Extrait du texte>
□ □ □ □ □ □ □

La Presse Anarchiste

Le mythe des conseils ouvriers chez Tito

Dédié à nos bra­vos cocus de la Gauche…

Introduction

La révo­lu­tion hon­groise de 1956, le sou­lè­ve­ment de Ber­lin, les évé­ne­ments de Pologne et, d’une façon géné­rale, les échecs du sta­li­nisme aus­si bien en Europe Orien­tale qu’Occidentale, ont remis le pro­blème des conseils ouvriers au pre­mier plan de l’actualité révolutionnaire.

Il n’est pas dans notre pro­pos de tra­cer 1’historique des Conseils ouvriers, que l’on retrouve déjà sous la Révo­lu­tion fran­çaise dans les Conseils de com­munes, au cours de divers mou­ve­ments révo­lu­tion­naires de l848, puis, sous la Com­mune, jusqu’au pre­mier soviet des usines Pou­ti­lov à Péters­bourg en 1905, le pre­mier congrès des soviets en juin 1917, les soviets de Krons­tadt contre la dic­ta­ture bol­che­vique en 1921, les « répu­blique des conseils » à la fin de la pre­mière guerre mon­diale en Hon­grie, en Alle­magne, en Autriche, aux deux extré­mi­tés de l’Adriatique : à Pola et à Cat­ta­ro, en Espagne et en Chine, pour assis­ter au der­nier sur­saut, en 1956, à Budapest.

On va nous faire obser­ver que nous oublions dans cette énu­mé­ra­tion les conseils ouvriers yougoslaves.

Il ne s’agit pas, avouons-le tout de suite ! d’un oubli : pour nous, la créa­tion de « conseils ouvriers » par le gou­ver­ne­ment you­go­slave ne repré­sente qu’une nou­velle mys­ti­fi­ca­tion de la classe ouvrière par la bureau­cra­tie. Dangereuse :
– pour les ouvriers you­go­slaves, chez qui elle com­pro­met une ins­ti­tu­tion révo­lu­tion­naire, res­tée – jusqu’à pré­sent – « propre » (on pou­vait oppo­ser au Par­ti l’idée des conseils ouvriers).
– pour « une cer­taine gauche euro­péenne » qui s’accroche à « l’exemple you­go­slave » et au slo­gan du gou­ver­ne­ment de Tito : « le trans­fert des usines aux ouvriers ! » comme à 1a seule solu­tion res­tée encore pos­sible entre le capi­ta­lisme et le stalinisme.

Ce pour­quoi il est impor­tant d’examiner le conte­nu réel de l’«expérience you­go­slave » et ses conséquences.

« Standing » de vie ou le socialisme passe par le ventre

C’est avec la loi du 1er avril 1952 que le nou­veau sys­tème des salaires est entré en vigueur dans toutes les entre­prises éco­no­miques en You­go­sla­vie. Jusqu’à cette date, les salaires étaient fixés par décret gouvernemental.

□ □ □ □ □ □ □

Prolongez l'extrait sur le mythe des conseils ouvriers chez Tito à partir de sa dernière phrase.

□ □ □ □ □ □ □

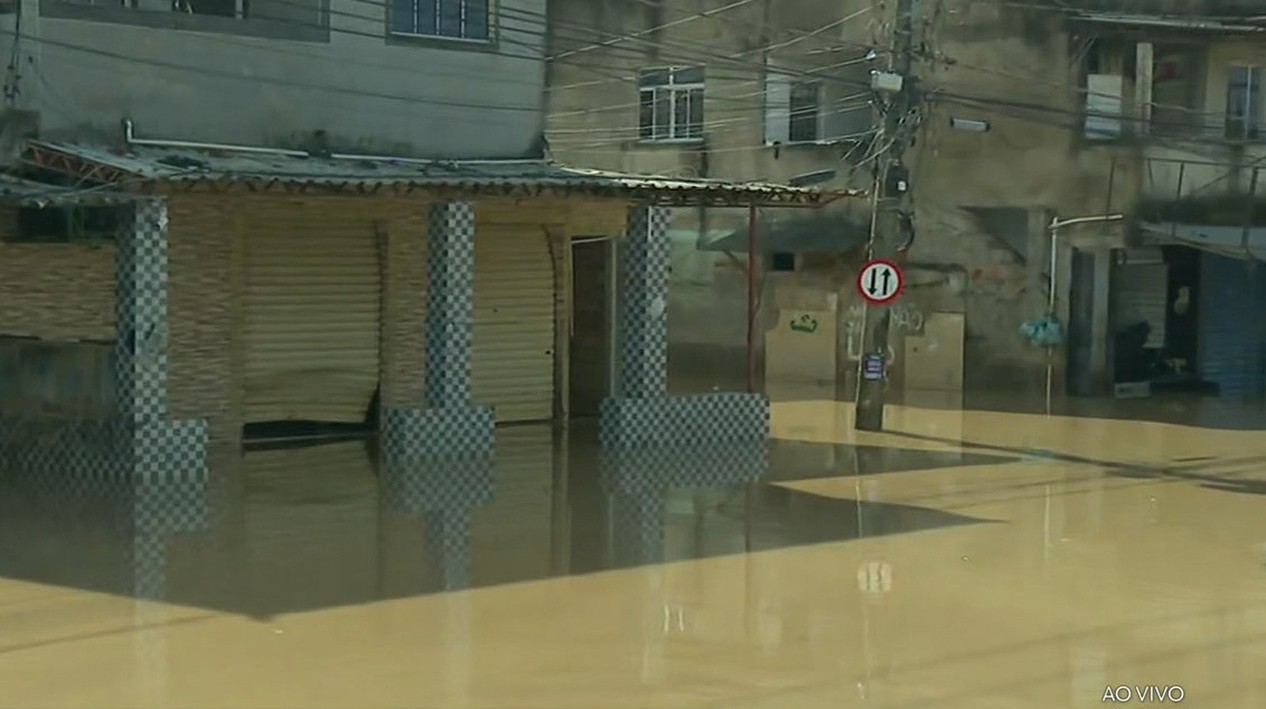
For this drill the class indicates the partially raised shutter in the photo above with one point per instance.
(512, 360)
(310, 312)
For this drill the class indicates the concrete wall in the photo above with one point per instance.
(1031, 158)
(1033, 161)
(56, 379)
(1207, 166)
(275, 82)
(593, 96)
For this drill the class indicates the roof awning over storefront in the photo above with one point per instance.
(146, 167)
(1224, 241)
(795, 236)
(1157, 22)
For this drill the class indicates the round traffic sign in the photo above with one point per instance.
(880, 281)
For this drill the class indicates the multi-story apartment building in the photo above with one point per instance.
(1029, 113)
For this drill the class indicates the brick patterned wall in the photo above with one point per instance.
(201, 301)
(404, 307)
(57, 291)
(205, 296)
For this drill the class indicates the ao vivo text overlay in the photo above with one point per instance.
(1141, 694)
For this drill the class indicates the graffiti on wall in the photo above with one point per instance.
(904, 319)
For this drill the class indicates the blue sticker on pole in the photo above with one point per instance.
(872, 367)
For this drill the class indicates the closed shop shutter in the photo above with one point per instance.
(513, 361)
(310, 312)
(1141, 294)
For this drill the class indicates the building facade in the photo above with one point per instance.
(371, 244)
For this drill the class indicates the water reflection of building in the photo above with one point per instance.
(641, 484)
(105, 534)
(443, 494)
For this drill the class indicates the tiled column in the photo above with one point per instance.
(447, 423)
(157, 446)
(642, 414)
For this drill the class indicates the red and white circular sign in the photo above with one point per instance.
(880, 281)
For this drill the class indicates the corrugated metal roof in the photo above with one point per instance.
(1161, 22)
(796, 236)
(186, 165)
(37, 194)
(1224, 241)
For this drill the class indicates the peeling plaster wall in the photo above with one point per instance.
(1031, 160)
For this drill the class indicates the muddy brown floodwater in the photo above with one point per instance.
(962, 560)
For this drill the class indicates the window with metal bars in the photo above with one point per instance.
(671, 104)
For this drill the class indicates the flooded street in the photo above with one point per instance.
(969, 560)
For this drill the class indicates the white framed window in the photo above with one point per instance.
(446, 19)
(812, 110)
(1105, 106)
(671, 104)
(1245, 103)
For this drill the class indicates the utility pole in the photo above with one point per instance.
(891, 199)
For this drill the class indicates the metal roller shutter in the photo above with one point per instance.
(1232, 347)
(310, 312)
(513, 360)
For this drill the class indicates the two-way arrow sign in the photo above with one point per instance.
(880, 281)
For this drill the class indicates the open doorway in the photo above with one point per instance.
(591, 326)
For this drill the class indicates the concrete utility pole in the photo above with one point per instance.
(891, 203)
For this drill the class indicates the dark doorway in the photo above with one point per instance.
(589, 370)
(1181, 315)
(1081, 317)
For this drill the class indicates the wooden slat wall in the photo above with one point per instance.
(203, 308)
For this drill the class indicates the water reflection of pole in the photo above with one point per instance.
(150, 615)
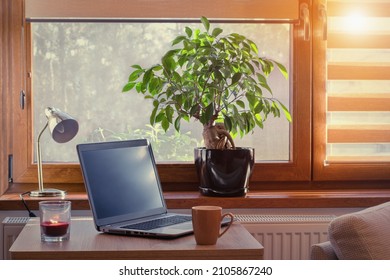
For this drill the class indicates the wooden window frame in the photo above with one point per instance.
(297, 169)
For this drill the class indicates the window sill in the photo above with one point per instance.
(254, 199)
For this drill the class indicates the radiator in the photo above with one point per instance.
(287, 237)
(284, 237)
(11, 228)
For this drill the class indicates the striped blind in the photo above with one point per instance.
(161, 9)
(358, 81)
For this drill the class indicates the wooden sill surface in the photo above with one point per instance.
(254, 199)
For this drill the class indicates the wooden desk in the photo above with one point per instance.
(86, 243)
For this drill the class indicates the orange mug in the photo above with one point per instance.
(206, 221)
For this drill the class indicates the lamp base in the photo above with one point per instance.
(48, 192)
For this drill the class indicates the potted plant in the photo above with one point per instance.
(221, 81)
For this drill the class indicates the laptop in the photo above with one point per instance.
(124, 190)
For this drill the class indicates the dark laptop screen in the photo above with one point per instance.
(122, 181)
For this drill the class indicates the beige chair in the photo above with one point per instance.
(363, 235)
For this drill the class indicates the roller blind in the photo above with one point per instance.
(358, 81)
(161, 9)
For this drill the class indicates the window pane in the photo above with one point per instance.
(81, 68)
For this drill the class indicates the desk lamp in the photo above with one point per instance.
(62, 129)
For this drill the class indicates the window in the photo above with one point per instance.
(82, 67)
(354, 114)
(292, 163)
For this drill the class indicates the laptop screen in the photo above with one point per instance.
(121, 179)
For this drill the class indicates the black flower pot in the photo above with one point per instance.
(224, 172)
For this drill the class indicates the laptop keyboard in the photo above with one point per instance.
(158, 223)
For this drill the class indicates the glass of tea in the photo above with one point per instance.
(55, 220)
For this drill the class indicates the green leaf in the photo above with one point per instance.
(152, 118)
(241, 103)
(253, 46)
(188, 31)
(168, 63)
(236, 77)
(206, 23)
(147, 76)
(135, 75)
(128, 87)
(177, 124)
(165, 124)
(169, 111)
(178, 39)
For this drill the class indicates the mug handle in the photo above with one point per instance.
(230, 223)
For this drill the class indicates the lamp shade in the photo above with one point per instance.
(61, 125)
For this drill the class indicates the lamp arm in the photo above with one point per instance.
(39, 159)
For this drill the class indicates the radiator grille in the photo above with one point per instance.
(287, 237)
(258, 219)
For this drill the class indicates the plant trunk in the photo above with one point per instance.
(217, 137)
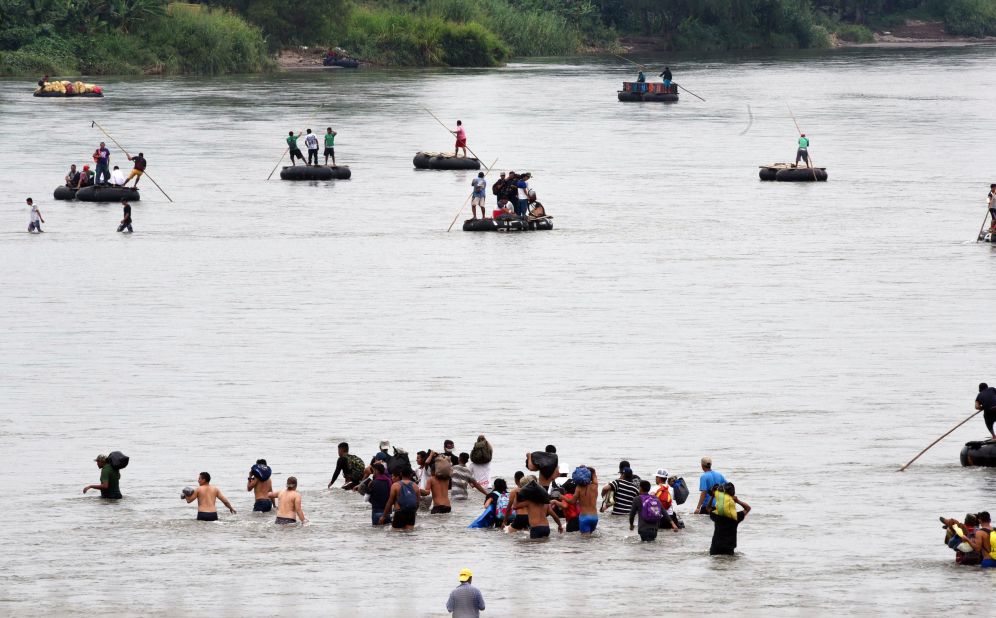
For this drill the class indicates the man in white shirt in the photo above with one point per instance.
(117, 177)
(34, 224)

□ □ □ □ □ □ □

Réponse>
La créa­tion d’une indus­trie nou­velle des biens de l’équipement, les inves­tis­se­ments chaque année renou­ve­lés ont ser­vi sur­tout à la crois­sance et ren­for­ce­ment de l’appareil bureau­cra­tique, de l’É­tat, de la « nou­velle classe ». Cet effort se tra­dui­sait pour la classe ouvrière par la dimi­nu­tion conti­nuelle du niveau de vie et de le consom­ma­tion à envi­ron quatre ou cinq fois au-des­sous du stan­dard de vie, déjà pas très brillant, des ouvriers en France. Pour la pay­san­ne­rie, l’«édification socia­liste » vou­lait dire le rachat obli­ga­toire, à des prix déri­soires, des 82% de leurs pro­duits par l’État. Cette poli­tique a mené le pays à la catas­trophe éco­no­mique. Après la rup­ture du P.C.Y. avec Mos­cou, la classe diri­geante, libé­rée de l’obligation d’exécuter doci­le­ment les direc­tives sovié­tiques dans l’organisation et l’économie de l’État, s’est vu obli­gée de faire des conces­sions impor­tantes aus­si bien à la pay­san­ne­rie qu’à la classe ouvrière. C’est ain­si que les pay­sans ont recon­quis la liber­té de déci­der libre­ment la nature de leur pro­duc­tion, et le rachat obli­ga­toire de leurs pro­duits fut pro­gres­si­ve­ment abandonné.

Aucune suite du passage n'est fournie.